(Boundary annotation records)
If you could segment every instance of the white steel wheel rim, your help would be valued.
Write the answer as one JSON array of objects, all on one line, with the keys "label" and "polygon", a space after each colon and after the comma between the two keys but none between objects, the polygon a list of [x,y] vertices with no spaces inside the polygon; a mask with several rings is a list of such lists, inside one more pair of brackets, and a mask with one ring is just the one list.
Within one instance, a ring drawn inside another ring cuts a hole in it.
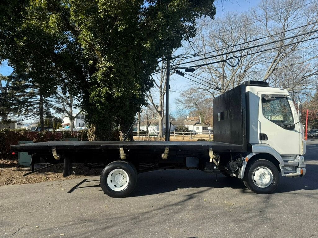
[{"label": "white steel wheel rim", "polygon": [[255,185],[259,188],[266,188],[271,184],[273,177],[272,171],[264,166],[255,169],[252,174],[252,179]]},{"label": "white steel wheel rim", "polygon": [[129,182],[129,176],[126,171],[121,169],[112,171],[107,176],[107,184],[114,191],[121,191],[127,188]]}]

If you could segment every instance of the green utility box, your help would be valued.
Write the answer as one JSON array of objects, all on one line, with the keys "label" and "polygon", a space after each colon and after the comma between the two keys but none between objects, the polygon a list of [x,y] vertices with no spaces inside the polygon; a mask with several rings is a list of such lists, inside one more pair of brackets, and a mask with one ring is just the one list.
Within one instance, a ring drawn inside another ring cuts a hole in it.
[{"label": "green utility box", "polygon": [[[33,143],[32,141],[19,141],[19,145],[23,145],[24,144],[30,144]],[[28,155],[26,152],[18,152],[18,163],[20,165],[24,166],[30,166],[31,163],[31,155]]]},{"label": "green utility box", "polygon": [[63,138],[61,141],[78,141],[78,138]]}]

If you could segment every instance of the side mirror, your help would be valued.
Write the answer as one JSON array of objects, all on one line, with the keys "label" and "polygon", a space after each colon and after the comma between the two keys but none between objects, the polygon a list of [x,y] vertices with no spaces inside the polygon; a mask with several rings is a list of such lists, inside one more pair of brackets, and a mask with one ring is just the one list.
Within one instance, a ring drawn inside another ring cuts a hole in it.
[{"label": "side mirror", "polygon": [[276,100],[276,98],[272,96],[271,94],[266,94],[264,97],[264,99],[267,101],[273,101]]}]

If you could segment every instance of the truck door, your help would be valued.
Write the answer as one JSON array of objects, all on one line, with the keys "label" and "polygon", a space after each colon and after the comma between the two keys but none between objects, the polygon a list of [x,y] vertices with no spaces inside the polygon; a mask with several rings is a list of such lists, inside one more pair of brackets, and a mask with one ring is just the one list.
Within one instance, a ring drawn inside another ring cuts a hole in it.
[{"label": "truck door", "polygon": [[300,154],[301,124],[293,125],[299,119],[290,97],[261,92],[258,96],[259,143],[282,155]]}]

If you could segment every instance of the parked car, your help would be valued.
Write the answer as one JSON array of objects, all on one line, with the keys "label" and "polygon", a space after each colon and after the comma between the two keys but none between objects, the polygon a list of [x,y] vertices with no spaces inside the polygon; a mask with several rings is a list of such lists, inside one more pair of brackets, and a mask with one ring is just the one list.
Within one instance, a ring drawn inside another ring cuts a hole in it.
[{"label": "parked car", "polygon": [[140,129],[139,132],[138,133],[138,129],[137,128],[135,128],[134,129],[134,130],[133,131],[133,133],[134,136],[137,136],[138,134],[138,135],[139,136],[147,136],[147,131],[144,130]]},{"label": "parked car", "polygon": [[308,138],[313,138],[315,137],[318,138],[318,129],[311,129],[309,131],[307,135]]},{"label": "parked car", "polygon": [[[31,131],[41,131],[42,130],[42,129],[40,126],[32,126],[30,130]],[[54,130],[54,129],[53,127],[49,126],[44,127],[44,130],[48,131],[53,131]]]}]

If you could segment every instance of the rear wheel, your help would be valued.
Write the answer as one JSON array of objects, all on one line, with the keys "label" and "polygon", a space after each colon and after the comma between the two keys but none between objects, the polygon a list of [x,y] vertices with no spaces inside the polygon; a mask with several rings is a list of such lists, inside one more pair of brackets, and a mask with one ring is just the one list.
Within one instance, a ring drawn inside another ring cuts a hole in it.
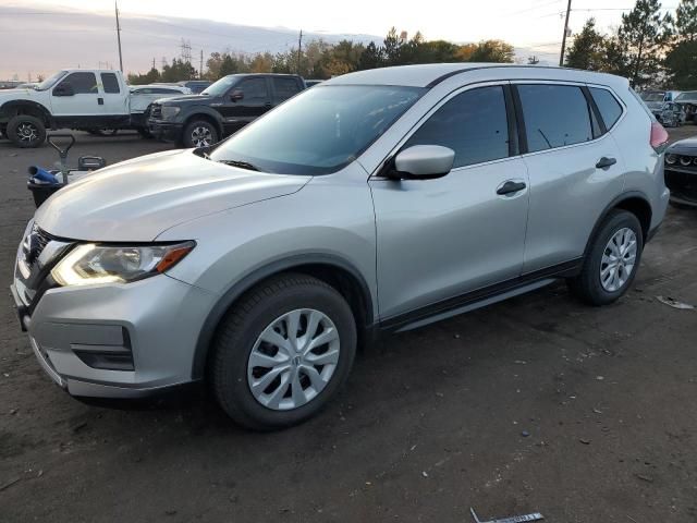
[{"label": "rear wheel", "polygon": [[580,275],[571,291],[590,305],[607,305],[632,285],[641,260],[644,235],[635,215],[614,210],[592,241]]},{"label": "rear wheel", "polygon": [[207,120],[194,120],[184,129],[184,147],[208,147],[220,139],[216,126]]},{"label": "rear wheel", "polygon": [[22,148],[34,148],[46,142],[44,122],[29,114],[17,114],[8,122],[8,138]]},{"label": "rear wheel", "polygon": [[356,325],[339,292],[304,275],[260,284],[223,320],[212,387],[237,423],[268,430],[316,414],[346,380]]}]

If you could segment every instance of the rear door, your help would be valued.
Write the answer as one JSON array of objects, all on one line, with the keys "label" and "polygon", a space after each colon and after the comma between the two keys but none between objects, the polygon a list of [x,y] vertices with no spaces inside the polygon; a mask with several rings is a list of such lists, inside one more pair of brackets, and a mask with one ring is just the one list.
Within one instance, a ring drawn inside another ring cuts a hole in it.
[{"label": "rear door", "polygon": [[59,122],[80,122],[84,117],[101,114],[95,73],[76,71],[61,80],[51,89],[51,112]]},{"label": "rear door", "polygon": [[[233,94],[242,98],[233,99]],[[269,84],[265,76],[246,77],[234,85],[221,106],[216,109],[223,117],[225,132],[234,132],[237,129],[254,121],[271,108]]]},{"label": "rear door", "polygon": [[271,76],[271,88],[273,106],[283,104],[302,90],[299,81],[293,76]]},{"label": "rear door", "polygon": [[99,73],[101,92],[99,93],[100,113],[103,115],[123,117],[129,113],[129,96],[121,86],[117,73]]},{"label": "rear door", "polygon": [[624,166],[585,85],[522,82],[514,89],[530,179],[528,273],[583,256],[596,221],[622,192]]}]

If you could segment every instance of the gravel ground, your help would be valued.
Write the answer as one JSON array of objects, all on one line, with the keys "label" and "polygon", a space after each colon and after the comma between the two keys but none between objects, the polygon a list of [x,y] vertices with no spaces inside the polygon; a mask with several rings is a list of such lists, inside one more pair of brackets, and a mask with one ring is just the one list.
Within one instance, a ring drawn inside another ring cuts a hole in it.
[{"label": "gravel ground", "polygon": [[[697,134],[697,127],[672,131]],[[80,134],[109,163],[167,145]],[[0,281],[49,147],[0,142]],[[697,212],[671,209],[634,289],[563,284],[364,351],[318,417],[244,431],[203,393],[119,410],[46,377],[0,293],[0,521],[697,522]]]}]

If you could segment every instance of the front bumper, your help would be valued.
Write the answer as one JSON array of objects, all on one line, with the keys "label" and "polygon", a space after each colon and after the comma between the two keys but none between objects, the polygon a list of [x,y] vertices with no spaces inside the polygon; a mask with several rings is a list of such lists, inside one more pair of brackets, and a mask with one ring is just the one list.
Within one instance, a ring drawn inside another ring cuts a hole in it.
[{"label": "front bumper", "polygon": [[[15,279],[12,295],[32,349],[46,374],[71,394],[142,398],[192,381],[212,293],[164,275],[127,284],[53,288],[29,316],[17,285]],[[124,365],[127,351],[132,364]]]},{"label": "front bumper", "polygon": [[181,138],[184,125],[182,123],[166,122],[163,120],[148,120],[148,131],[157,139],[176,142]]}]

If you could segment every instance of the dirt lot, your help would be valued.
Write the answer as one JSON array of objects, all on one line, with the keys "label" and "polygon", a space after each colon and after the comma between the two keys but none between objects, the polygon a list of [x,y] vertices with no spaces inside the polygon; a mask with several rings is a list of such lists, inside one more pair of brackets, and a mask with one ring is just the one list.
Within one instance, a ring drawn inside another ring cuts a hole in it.
[{"label": "dirt lot", "polygon": [[[81,135],[71,157],[166,147]],[[560,283],[387,339],[320,416],[253,434],[203,394],[103,409],[44,375],[7,285],[25,169],[54,157],[0,142],[1,522],[697,521],[697,312],[656,300],[697,304],[697,212],[669,212],[615,305]]]}]

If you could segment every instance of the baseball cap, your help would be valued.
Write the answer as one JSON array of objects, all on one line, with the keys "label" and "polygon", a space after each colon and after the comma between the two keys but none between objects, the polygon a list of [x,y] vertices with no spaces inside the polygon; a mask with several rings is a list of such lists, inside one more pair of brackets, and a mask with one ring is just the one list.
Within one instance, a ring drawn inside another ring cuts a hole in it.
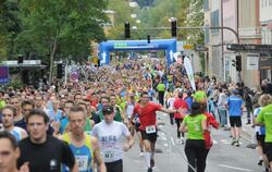
[{"label": "baseball cap", "polygon": [[113,112],[113,107],[112,106],[103,106],[102,108],[103,114],[111,114]]}]

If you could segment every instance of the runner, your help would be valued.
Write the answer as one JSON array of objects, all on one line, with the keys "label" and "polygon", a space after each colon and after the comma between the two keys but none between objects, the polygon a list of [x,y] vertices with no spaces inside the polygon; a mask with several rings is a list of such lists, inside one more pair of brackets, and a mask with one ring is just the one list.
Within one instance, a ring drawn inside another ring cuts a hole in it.
[{"label": "runner", "polygon": [[78,172],[75,157],[69,145],[47,135],[49,118],[46,112],[34,109],[26,116],[29,137],[20,142],[21,156],[17,167],[29,163],[29,172],[49,172],[61,170],[66,164],[71,172]]},{"label": "runner", "polygon": [[14,126],[14,116],[16,115],[16,109],[12,106],[5,106],[2,109],[2,124],[3,128],[9,131],[17,142],[27,137],[25,130]]},{"label": "runner", "polygon": [[255,121],[256,125],[265,126],[265,138],[264,138],[264,152],[268,156],[270,171],[272,169],[272,98],[270,96],[269,106],[261,108],[261,111],[258,113],[258,116]]},{"label": "runner", "polygon": [[[114,109],[112,106],[104,106],[102,112],[104,120],[95,125],[92,135],[98,138],[101,145],[107,172],[123,172],[123,150],[131,149],[134,139],[125,124],[113,120]],[[126,143],[122,148],[123,136],[125,136]]]},{"label": "runner", "polygon": [[191,103],[191,112],[186,115],[181,125],[181,132],[188,133],[185,153],[188,159],[188,172],[205,172],[206,148],[203,132],[207,131],[207,118],[201,113],[200,103]]},{"label": "runner", "polygon": [[[71,132],[60,136],[72,149],[79,172],[94,172],[94,161],[97,162],[99,172],[106,172],[103,160],[100,156],[98,140],[84,132],[87,114],[82,107],[72,107],[69,111]],[[69,172],[65,167],[63,172]]]},{"label": "runner", "polygon": [[129,124],[132,124],[132,120],[136,114],[139,115],[140,122],[140,135],[144,142],[144,157],[148,167],[148,172],[152,172],[152,167],[154,165],[154,148],[157,140],[157,119],[156,112],[162,111],[165,113],[175,113],[177,110],[170,110],[163,108],[161,105],[150,102],[148,93],[144,91],[140,95],[140,101],[134,108],[134,112]]},{"label": "runner", "polygon": [[16,167],[20,149],[16,139],[7,131],[0,131],[0,171],[1,172],[28,172],[27,165]]},{"label": "runner", "polygon": [[230,123],[231,123],[231,132],[232,132],[232,145],[239,147],[239,137],[242,130],[242,114],[244,108],[244,101],[238,96],[238,90],[232,90],[232,96],[230,96],[226,100],[226,107],[228,109]]},{"label": "runner", "polygon": [[175,119],[175,123],[177,126],[176,143],[184,144],[184,132],[182,132],[182,137],[181,137],[180,127],[181,127],[181,123],[183,122],[184,116],[188,113],[189,108],[188,108],[187,102],[183,99],[183,93],[181,93],[181,91],[178,93],[177,98],[174,100],[173,107],[174,107],[174,109],[182,111],[182,113],[174,113],[174,119]]}]

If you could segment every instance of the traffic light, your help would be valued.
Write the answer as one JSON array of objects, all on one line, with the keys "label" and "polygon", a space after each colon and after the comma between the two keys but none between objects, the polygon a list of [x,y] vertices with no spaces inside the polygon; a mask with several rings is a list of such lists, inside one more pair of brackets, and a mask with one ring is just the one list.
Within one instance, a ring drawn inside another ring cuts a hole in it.
[{"label": "traffic light", "polygon": [[236,56],[236,71],[240,72],[242,71],[242,57],[240,56]]},{"label": "traffic light", "polygon": [[176,20],[171,21],[171,35],[172,37],[176,37]]},{"label": "traffic light", "polygon": [[20,56],[17,57],[17,63],[18,63],[18,64],[24,63],[24,57],[23,57],[22,54],[20,54]]},{"label": "traffic light", "polygon": [[232,60],[232,66],[236,66],[236,61]]},{"label": "traffic light", "polygon": [[129,22],[125,22],[125,38],[131,38],[131,25],[129,25]]},{"label": "traffic light", "polygon": [[65,65],[62,63],[57,64],[57,78],[62,78],[65,75]]},{"label": "traffic light", "polygon": [[147,36],[147,44],[150,44],[150,35]]}]

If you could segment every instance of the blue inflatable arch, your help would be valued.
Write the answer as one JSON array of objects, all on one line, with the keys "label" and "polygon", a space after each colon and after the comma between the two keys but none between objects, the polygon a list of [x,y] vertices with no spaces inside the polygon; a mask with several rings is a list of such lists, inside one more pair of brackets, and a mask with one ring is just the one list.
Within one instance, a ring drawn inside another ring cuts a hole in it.
[{"label": "blue inflatable arch", "polygon": [[168,66],[173,62],[176,52],[176,39],[151,39],[147,40],[109,40],[99,44],[100,64],[110,64],[110,52],[119,50],[166,50]]}]

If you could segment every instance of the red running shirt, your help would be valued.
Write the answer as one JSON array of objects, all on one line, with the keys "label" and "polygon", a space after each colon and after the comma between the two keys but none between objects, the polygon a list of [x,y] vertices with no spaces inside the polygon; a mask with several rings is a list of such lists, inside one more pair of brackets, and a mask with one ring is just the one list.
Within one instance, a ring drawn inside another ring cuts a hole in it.
[{"label": "red running shirt", "polygon": [[157,124],[157,118],[156,118],[156,111],[160,111],[162,109],[162,106],[154,102],[148,102],[145,107],[141,107],[139,103],[137,103],[134,108],[134,114],[139,115],[139,122],[140,126],[139,130],[145,131],[146,126],[149,125],[156,125]]}]

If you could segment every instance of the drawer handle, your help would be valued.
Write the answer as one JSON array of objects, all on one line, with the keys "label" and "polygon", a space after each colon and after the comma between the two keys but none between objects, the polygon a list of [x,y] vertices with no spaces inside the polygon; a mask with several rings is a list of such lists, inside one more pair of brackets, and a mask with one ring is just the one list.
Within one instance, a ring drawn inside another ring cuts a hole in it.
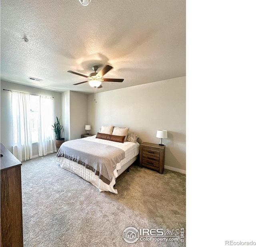
[{"label": "drawer handle", "polygon": [[148,157],[148,158],[149,160],[156,160],[156,159],[154,159],[153,158],[150,158],[150,157]]}]

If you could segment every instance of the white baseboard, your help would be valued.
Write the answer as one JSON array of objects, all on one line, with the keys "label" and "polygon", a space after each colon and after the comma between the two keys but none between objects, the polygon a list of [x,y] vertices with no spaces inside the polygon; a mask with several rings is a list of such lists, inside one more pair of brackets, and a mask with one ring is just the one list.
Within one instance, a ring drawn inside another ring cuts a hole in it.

Exercise objective
Extract, exactly, the lines above that begin at the line containing "If you could segment every instance of the white baseboard, your" and end at the final line of the records; add no other text.

Result below
If you could segment every instance of the white baseboard, your help would be valued.
Write the answer as one JSON array of objects, all on one line, with the keys "label" and "polygon", a space after each colon and after the comma between the two keys but none between objects, the polygon a list of [x,y] vertices with no spaces inside the polygon; a mask with several rings is a list of such lists, inside one more pair of brackets, and a mask with one ring is just the one list.
Within one instance, a ring drawn inside another ring cuts a hole in it.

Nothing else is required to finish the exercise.